> [WHAT TO WORK ON]: Lines below that hold the word "item" must be copied in full.

'''

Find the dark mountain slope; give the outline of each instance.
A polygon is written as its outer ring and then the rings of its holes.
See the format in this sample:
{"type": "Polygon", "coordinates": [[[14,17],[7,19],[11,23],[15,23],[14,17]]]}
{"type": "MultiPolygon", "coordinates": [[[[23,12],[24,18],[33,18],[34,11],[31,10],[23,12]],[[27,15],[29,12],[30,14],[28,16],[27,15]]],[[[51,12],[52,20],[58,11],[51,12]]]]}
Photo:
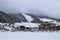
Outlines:
{"type": "Polygon", "coordinates": [[[11,15],[8,15],[0,11],[0,22],[1,23],[15,23],[15,22],[20,22],[20,20],[17,17],[13,17],[11,15]]]}
{"type": "Polygon", "coordinates": [[[22,15],[22,13],[10,14],[10,15],[17,17],[21,22],[28,22],[26,18],[22,15]]]}

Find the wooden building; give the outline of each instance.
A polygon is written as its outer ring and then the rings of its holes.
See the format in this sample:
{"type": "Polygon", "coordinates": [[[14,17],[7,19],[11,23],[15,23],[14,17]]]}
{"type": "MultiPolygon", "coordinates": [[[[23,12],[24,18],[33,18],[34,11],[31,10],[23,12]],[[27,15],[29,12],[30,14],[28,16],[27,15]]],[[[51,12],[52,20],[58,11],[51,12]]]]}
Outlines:
{"type": "Polygon", "coordinates": [[[41,29],[50,29],[50,28],[54,28],[56,25],[54,23],[50,23],[50,22],[44,22],[44,23],[41,23],[39,25],[39,28],[41,29]]]}

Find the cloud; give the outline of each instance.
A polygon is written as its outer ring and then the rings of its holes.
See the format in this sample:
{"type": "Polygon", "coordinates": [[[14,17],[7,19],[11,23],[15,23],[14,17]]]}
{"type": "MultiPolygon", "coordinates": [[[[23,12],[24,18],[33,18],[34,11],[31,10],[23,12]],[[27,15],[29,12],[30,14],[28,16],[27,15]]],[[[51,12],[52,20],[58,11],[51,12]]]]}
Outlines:
{"type": "Polygon", "coordinates": [[[0,10],[7,13],[25,13],[29,10],[35,10],[35,12],[39,11],[51,17],[59,18],[60,0],[0,0],[0,10]]]}

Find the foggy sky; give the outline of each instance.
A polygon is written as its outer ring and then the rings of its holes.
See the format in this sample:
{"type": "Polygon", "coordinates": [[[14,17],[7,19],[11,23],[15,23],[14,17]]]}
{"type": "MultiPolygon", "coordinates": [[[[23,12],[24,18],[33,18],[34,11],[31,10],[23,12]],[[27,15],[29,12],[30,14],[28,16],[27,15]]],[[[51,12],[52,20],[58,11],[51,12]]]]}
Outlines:
{"type": "Polygon", "coordinates": [[[60,18],[60,0],[0,0],[0,10],[7,13],[43,13],[60,18]]]}

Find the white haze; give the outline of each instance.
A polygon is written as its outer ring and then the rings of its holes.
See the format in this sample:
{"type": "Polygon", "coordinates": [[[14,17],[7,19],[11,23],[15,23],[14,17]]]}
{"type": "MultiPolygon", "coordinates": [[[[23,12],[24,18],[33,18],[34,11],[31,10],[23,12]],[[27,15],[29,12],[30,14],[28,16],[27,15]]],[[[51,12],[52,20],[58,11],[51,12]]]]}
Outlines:
{"type": "Polygon", "coordinates": [[[7,13],[43,13],[60,18],[60,0],[0,0],[0,10],[7,13]]]}

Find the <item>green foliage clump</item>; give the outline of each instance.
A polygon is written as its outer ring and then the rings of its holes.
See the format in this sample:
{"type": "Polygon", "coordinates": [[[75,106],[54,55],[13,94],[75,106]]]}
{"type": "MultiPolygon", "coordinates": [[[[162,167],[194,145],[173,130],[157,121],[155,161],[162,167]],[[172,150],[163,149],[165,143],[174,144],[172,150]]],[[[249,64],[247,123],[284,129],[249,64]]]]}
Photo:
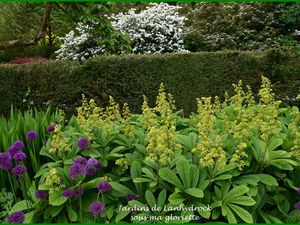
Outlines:
{"type": "Polygon", "coordinates": [[[10,213],[29,223],[299,223],[299,108],[281,107],[261,78],[257,100],[239,82],[224,101],[198,99],[189,118],[164,85],[155,106],[144,97],[142,114],[83,96],[10,213]]]}

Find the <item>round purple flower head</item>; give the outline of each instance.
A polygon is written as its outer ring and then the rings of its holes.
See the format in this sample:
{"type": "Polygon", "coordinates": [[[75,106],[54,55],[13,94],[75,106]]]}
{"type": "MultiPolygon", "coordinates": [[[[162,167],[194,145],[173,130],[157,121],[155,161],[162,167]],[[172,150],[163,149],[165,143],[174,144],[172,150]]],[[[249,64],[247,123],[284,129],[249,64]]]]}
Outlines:
{"type": "Polygon", "coordinates": [[[36,139],[37,136],[38,136],[38,133],[37,133],[35,130],[31,130],[31,131],[29,131],[29,132],[27,133],[27,139],[28,139],[29,141],[32,141],[32,140],[36,139]]]}
{"type": "Polygon", "coordinates": [[[300,201],[295,204],[295,209],[300,211],[300,201]]]}
{"type": "Polygon", "coordinates": [[[77,146],[80,150],[87,149],[89,147],[89,144],[90,144],[89,139],[87,139],[85,137],[79,138],[76,143],[77,143],[77,146]]]}
{"type": "Polygon", "coordinates": [[[13,159],[16,162],[22,162],[26,159],[26,154],[24,152],[17,152],[14,156],[13,159]]]}
{"type": "Polygon", "coordinates": [[[75,190],[75,195],[76,195],[76,196],[81,196],[81,195],[83,195],[83,193],[84,193],[84,190],[83,190],[83,189],[75,190]]]}
{"type": "Polygon", "coordinates": [[[48,197],[48,194],[42,190],[36,190],[35,197],[41,200],[45,200],[48,197]]]}
{"type": "Polygon", "coordinates": [[[79,163],[73,163],[73,165],[70,167],[69,170],[69,176],[71,179],[75,179],[85,173],[86,173],[85,166],[79,163]]]}
{"type": "Polygon", "coordinates": [[[23,223],[25,220],[25,214],[22,211],[17,211],[9,215],[8,223],[23,223]]]}
{"type": "Polygon", "coordinates": [[[17,141],[15,141],[15,143],[13,144],[13,146],[14,146],[16,149],[22,151],[23,148],[25,147],[25,144],[24,144],[23,141],[17,140],[17,141]]]}
{"type": "Polygon", "coordinates": [[[12,173],[15,176],[21,177],[26,170],[27,170],[26,166],[17,165],[12,169],[12,173]]]}
{"type": "Polygon", "coordinates": [[[127,202],[132,201],[132,200],[137,200],[139,198],[138,195],[134,195],[134,194],[129,194],[127,195],[127,202]]]}
{"type": "Polygon", "coordinates": [[[101,193],[105,193],[112,190],[112,186],[109,184],[107,180],[100,182],[97,187],[98,191],[101,193]]]}
{"type": "Polygon", "coordinates": [[[93,175],[96,173],[96,168],[91,166],[91,165],[87,165],[86,166],[86,174],[87,175],[93,175]]]}
{"type": "Polygon", "coordinates": [[[300,195],[300,188],[297,190],[298,195],[300,195]]]}
{"type": "Polygon", "coordinates": [[[101,169],[103,168],[103,165],[95,158],[90,158],[88,161],[87,161],[87,164],[88,165],[91,165],[91,166],[94,166],[96,169],[101,169]]]}
{"type": "Polygon", "coordinates": [[[71,189],[65,189],[63,195],[67,198],[73,198],[76,196],[76,191],[71,189]]]}
{"type": "Polygon", "coordinates": [[[10,156],[10,158],[13,158],[15,156],[15,154],[17,154],[20,151],[21,150],[19,150],[18,148],[14,147],[14,146],[10,146],[7,149],[7,153],[10,156]]]}
{"type": "Polygon", "coordinates": [[[51,124],[49,127],[47,127],[48,132],[54,132],[55,131],[55,125],[51,124]]]}
{"type": "Polygon", "coordinates": [[[93,215],[100,215],[104,212],[104,210],[105,210],[105,205],[100,201],[96,201],[90,205],[89,212],[92,213],[93,215]]]}
{"type": "Polygon", "coordinates": [[[9,170],[12,168],[10,157],[7,153],[0,153],[0,169],[9,170]]]}
{"type": "Polygon", "coordinates": [[[82,166],[85,166],[85,165],[87,164],[87,159],[84,158],[84,157],[82,157],[82,156],[78,156],[78,157],[74,160],[73,164],[75,164],[75,163],[78,163],[78,164],[80,164],[80,165],[82,165],[82,166]]]}

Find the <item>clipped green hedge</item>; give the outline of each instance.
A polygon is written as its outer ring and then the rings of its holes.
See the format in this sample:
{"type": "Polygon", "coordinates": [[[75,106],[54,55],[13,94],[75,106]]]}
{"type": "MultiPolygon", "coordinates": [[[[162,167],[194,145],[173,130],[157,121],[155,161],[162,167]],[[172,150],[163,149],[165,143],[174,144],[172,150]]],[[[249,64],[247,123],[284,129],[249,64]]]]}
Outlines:
{"type": "Polygon", "coordinates": [[[196,109],[196,97],[222,96],[239,80],[251,85],[255,92],[261,75],[273,78],[280,95],[297,96],[300,57],[276,54],[199,52],[101,56],[83,63],[1,65],[0,113],[8,112],[11,103],[25,109],[30,101],[40,108],[50,104],[74,112],[82,93],[104,105],[112,95],[119,103],[128,102],[133,112],[139,112],[143,94],[154,103],[163,82],[178,109],[189,114],[196,109]],[[31,93],[26,96],[28,88],[31,93]]]}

'''

> [ANSWER TO THIS PROBLEM]:
Find the <item>green foliage clump</item>; give the outline of each instance.
Find the <item>round purple flower head</item>; give the outline of each instance.
Find the <item>clipped green hedge</item>; give the outline of each instance.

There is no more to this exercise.